:: DATASET RECORDS

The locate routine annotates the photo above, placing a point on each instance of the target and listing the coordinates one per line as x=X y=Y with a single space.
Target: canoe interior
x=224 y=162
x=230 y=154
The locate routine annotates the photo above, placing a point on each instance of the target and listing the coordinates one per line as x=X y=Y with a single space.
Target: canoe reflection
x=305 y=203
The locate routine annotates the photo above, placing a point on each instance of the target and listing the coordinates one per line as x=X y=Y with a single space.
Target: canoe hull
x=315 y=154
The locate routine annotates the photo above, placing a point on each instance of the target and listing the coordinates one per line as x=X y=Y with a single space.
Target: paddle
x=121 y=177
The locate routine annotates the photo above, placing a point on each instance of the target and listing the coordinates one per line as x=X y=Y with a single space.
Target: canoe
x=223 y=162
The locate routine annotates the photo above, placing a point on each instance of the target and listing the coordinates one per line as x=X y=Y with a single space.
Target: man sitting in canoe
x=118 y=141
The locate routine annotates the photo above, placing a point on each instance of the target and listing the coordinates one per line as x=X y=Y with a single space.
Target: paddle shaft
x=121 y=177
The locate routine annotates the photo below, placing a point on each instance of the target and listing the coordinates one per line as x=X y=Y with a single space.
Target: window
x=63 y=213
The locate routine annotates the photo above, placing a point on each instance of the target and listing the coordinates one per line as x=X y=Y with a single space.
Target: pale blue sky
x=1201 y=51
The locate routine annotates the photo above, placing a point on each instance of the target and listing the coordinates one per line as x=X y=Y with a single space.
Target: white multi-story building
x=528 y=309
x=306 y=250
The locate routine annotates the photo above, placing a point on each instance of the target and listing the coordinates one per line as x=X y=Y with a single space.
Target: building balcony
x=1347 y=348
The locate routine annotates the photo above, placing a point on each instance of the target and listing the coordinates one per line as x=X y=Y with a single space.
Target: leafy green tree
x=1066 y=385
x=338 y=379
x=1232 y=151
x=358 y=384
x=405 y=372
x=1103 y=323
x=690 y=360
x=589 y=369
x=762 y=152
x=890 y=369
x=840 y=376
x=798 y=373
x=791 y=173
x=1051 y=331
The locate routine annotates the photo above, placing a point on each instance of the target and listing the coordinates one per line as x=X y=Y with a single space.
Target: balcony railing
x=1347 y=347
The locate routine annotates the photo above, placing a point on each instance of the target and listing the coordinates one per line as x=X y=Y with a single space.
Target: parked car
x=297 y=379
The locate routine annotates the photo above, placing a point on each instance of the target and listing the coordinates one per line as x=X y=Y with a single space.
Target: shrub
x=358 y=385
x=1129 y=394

::::

Find each line in the material above that contains the word "balcony" and copy those lines.

_EXERCISE OUTPUT_
Target: building balcony
Target: balcony railing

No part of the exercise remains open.